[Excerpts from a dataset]

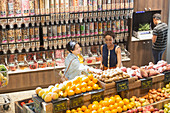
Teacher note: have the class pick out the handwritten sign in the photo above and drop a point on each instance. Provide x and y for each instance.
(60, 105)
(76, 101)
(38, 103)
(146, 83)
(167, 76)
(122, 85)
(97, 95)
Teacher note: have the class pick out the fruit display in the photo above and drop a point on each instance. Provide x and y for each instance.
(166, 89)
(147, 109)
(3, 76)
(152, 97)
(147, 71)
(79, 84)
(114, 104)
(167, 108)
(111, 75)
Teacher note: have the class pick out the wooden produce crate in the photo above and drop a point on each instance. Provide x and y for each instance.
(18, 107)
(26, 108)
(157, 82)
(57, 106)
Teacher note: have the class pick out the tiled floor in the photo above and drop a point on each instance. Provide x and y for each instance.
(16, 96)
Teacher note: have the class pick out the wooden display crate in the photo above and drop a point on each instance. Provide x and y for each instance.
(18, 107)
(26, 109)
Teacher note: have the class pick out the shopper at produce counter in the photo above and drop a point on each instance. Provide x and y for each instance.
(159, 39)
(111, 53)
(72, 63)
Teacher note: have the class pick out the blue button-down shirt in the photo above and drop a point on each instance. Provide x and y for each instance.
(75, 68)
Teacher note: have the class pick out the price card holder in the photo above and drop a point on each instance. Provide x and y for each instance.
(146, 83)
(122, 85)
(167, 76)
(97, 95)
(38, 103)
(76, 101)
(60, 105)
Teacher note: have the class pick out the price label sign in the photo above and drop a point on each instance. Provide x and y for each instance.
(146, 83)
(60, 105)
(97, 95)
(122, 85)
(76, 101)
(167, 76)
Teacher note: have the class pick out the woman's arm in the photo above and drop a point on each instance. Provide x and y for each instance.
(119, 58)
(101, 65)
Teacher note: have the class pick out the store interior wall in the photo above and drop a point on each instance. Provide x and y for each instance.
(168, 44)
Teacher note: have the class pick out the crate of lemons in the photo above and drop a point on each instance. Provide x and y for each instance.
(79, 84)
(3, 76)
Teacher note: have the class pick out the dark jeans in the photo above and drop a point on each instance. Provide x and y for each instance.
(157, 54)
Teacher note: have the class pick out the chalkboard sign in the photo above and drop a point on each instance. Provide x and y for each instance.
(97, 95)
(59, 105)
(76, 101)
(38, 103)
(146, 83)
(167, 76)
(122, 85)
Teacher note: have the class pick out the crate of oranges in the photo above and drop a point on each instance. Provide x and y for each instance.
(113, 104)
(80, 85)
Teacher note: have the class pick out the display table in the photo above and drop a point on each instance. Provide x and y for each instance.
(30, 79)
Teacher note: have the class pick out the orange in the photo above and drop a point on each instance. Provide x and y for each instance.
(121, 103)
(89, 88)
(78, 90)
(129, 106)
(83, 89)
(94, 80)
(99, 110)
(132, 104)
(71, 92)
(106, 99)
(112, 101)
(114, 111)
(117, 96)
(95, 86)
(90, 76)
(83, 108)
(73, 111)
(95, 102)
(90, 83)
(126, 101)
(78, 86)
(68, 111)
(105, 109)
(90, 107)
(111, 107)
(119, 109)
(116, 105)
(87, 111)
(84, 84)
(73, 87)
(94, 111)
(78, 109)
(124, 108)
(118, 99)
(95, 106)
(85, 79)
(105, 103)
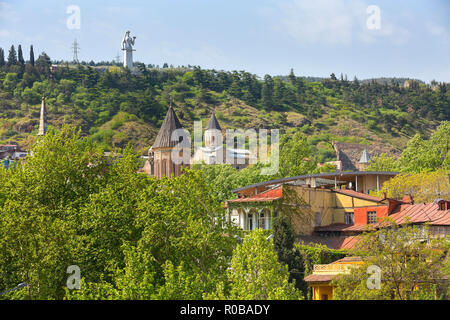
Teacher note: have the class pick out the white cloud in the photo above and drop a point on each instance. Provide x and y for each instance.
==
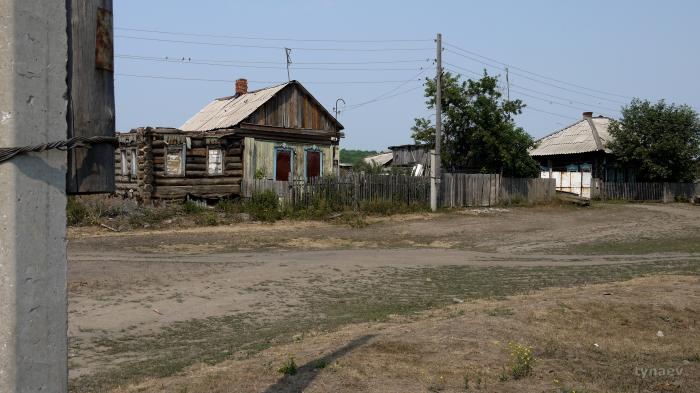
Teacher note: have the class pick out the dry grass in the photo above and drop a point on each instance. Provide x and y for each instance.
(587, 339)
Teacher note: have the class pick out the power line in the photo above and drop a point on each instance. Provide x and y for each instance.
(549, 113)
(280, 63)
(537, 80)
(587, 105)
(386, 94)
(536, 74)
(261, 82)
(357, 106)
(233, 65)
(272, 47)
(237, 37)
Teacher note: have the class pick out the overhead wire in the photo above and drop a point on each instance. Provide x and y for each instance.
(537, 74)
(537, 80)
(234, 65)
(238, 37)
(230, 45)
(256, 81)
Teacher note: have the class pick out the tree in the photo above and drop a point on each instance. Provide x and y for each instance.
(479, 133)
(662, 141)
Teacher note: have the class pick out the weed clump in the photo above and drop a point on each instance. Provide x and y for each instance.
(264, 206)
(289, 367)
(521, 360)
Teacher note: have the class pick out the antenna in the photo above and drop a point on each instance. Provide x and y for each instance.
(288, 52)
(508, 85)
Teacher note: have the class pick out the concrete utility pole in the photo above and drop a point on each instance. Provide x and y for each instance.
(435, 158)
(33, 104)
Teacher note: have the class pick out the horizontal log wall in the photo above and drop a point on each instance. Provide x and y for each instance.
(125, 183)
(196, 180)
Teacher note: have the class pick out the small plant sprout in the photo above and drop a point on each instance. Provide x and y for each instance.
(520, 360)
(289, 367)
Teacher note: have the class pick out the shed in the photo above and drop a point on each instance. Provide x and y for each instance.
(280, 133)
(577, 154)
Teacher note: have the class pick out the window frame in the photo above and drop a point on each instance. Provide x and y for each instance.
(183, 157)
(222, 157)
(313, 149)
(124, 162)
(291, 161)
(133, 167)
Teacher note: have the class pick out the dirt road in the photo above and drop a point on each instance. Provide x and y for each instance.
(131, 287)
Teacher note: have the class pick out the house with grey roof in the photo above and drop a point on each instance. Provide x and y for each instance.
==
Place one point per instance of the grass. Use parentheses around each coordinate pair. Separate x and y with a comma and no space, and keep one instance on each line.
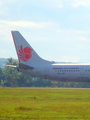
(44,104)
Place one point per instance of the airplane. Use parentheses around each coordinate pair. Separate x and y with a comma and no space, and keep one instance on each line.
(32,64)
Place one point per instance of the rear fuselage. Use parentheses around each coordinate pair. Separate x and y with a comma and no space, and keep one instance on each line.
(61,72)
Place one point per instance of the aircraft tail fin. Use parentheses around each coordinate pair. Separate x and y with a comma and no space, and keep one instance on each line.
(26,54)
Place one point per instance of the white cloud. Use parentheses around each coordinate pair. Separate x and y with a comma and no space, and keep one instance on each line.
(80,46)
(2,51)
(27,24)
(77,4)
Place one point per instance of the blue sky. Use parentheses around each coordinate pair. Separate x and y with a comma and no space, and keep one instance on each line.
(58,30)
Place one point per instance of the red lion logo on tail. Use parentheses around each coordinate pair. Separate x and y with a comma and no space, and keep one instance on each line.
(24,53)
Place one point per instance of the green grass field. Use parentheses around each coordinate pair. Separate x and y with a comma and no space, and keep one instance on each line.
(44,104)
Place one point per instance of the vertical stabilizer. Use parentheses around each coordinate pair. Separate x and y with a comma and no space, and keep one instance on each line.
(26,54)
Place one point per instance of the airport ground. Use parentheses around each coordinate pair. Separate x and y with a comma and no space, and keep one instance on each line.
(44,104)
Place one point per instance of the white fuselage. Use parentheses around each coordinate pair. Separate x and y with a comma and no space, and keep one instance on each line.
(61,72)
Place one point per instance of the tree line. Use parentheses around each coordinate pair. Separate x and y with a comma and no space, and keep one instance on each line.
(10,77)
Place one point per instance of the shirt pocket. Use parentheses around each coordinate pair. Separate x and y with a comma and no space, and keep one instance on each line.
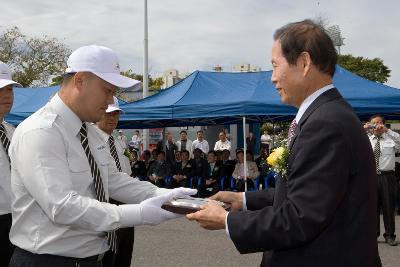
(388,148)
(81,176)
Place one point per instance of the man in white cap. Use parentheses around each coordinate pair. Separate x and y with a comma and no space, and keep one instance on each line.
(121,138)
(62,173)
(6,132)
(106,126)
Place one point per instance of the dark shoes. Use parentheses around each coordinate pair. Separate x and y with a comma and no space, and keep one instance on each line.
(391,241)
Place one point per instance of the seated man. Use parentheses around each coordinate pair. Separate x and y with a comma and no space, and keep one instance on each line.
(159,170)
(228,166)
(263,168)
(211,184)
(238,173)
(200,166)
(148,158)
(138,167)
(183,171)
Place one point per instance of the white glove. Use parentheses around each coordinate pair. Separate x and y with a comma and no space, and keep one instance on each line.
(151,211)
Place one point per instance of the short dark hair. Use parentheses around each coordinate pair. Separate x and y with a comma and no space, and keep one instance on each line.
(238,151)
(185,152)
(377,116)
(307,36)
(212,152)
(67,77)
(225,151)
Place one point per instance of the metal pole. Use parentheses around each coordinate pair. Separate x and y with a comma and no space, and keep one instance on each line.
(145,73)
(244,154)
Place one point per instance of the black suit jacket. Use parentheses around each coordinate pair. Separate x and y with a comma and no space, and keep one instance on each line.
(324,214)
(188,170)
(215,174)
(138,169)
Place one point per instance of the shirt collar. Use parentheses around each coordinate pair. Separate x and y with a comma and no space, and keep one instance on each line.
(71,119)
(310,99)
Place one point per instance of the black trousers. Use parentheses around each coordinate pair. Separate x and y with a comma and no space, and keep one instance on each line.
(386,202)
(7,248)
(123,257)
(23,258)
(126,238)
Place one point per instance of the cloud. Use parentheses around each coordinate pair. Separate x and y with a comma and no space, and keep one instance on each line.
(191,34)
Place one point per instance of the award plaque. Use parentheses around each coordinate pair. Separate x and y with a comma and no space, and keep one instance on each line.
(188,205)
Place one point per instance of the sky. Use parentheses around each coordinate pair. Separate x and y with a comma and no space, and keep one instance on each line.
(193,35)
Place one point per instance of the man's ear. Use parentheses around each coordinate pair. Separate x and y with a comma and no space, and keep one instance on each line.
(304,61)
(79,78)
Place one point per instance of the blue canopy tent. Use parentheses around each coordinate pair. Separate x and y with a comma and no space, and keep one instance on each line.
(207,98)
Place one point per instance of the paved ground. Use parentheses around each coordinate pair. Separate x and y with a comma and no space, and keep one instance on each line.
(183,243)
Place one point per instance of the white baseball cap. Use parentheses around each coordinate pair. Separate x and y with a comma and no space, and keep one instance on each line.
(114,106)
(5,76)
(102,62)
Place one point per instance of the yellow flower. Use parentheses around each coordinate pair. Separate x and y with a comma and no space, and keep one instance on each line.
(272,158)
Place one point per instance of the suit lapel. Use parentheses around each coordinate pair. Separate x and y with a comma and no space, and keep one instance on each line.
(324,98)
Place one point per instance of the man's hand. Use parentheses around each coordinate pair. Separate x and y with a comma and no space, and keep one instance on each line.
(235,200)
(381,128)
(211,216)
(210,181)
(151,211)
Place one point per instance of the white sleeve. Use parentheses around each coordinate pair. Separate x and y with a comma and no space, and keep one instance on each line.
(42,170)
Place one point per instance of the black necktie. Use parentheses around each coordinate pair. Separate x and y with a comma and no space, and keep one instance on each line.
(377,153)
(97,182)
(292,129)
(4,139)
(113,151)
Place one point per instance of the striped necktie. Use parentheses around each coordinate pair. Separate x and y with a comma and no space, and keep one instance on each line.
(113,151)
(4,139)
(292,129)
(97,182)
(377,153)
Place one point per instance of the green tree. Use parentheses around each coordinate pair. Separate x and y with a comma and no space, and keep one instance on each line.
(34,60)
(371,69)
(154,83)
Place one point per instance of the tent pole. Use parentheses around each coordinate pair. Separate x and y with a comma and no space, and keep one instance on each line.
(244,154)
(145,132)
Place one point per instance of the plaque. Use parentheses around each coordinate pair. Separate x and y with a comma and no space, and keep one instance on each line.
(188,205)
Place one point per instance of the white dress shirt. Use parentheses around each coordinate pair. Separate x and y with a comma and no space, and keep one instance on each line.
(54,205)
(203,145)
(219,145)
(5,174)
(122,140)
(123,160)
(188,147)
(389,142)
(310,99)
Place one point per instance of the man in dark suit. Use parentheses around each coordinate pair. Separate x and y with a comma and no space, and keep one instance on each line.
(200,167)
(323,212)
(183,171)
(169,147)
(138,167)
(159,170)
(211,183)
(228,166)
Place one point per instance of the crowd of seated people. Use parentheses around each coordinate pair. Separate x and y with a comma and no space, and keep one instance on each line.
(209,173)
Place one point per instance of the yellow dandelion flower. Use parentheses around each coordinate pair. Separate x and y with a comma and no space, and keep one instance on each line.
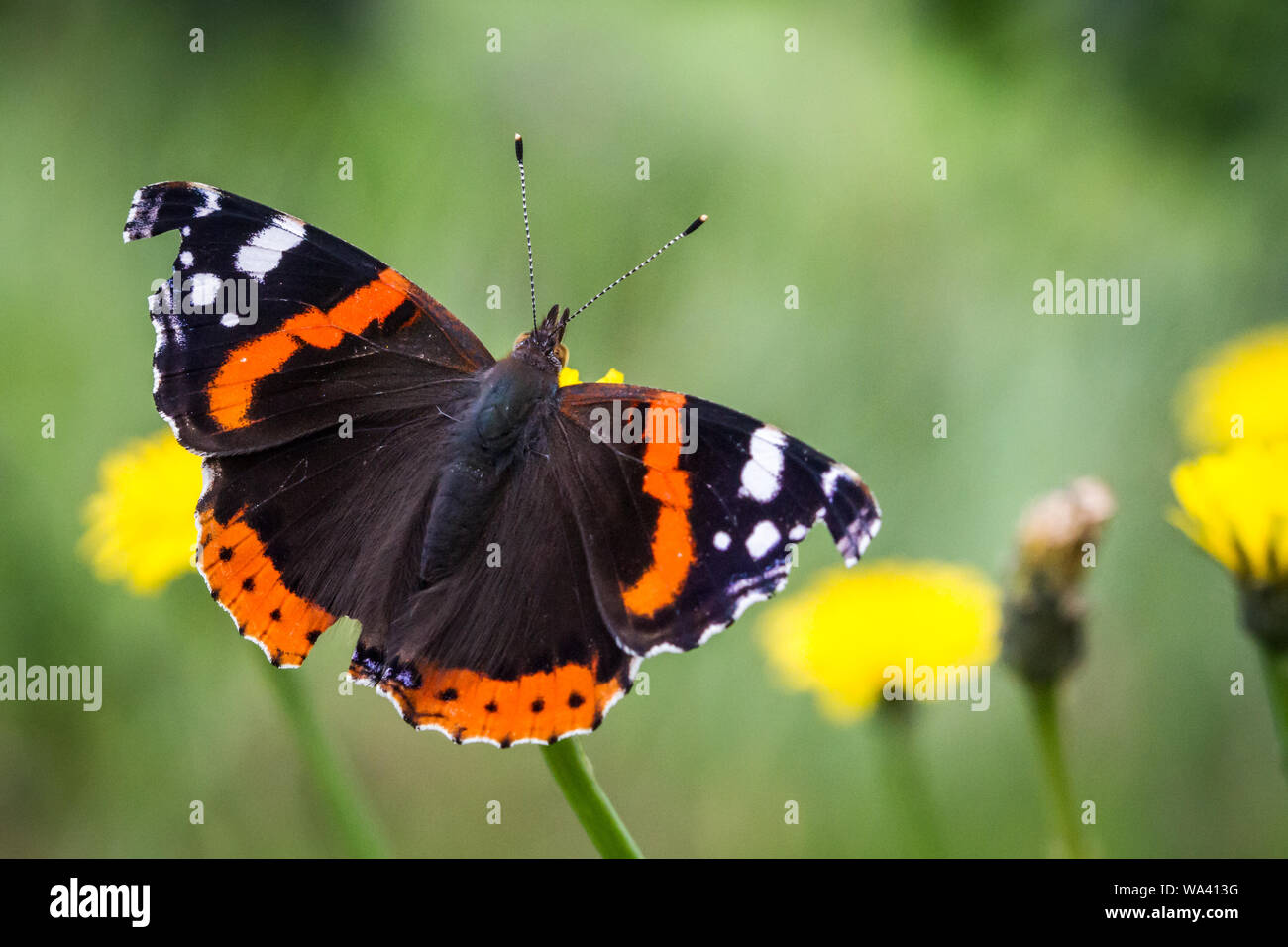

> GOAL OF THE EXERCISE:
Copy only this part of the entries above: the line with "Teacher note: have the class pick out the small", the line with "Teacher note: have the class pick out the house", and the lines between, all exactly as written.

> WRITTEN SOLUTION:
Teacher note: have the class pick out the small plant sprout in the photo above and drop a point on each instance. Provide x and y for each instance.
(520, 360)
(289, 367)
Teacher note: have the class pick out the shed in the photo above and drop a point on each instance. Provide x and y for each instance.
(280, 133)
(577, 154)
Teacher note: have the class pick out the window frame in the photo above and drop a point on each instance. Provide x and y for each instance.
(183, 157)
(222, 157)
(313, 149)
(124, 162)
(291, 161)
(133, 167)
Teacher note: have the class pick out the dirt road in the photo above and drop a point on each instance. Provide x and y for each instance.
(131, 287)
Teacher note: have the class pick out the house with grey roof in the photo above and drop a point on each instance. Provide x and y for each instance.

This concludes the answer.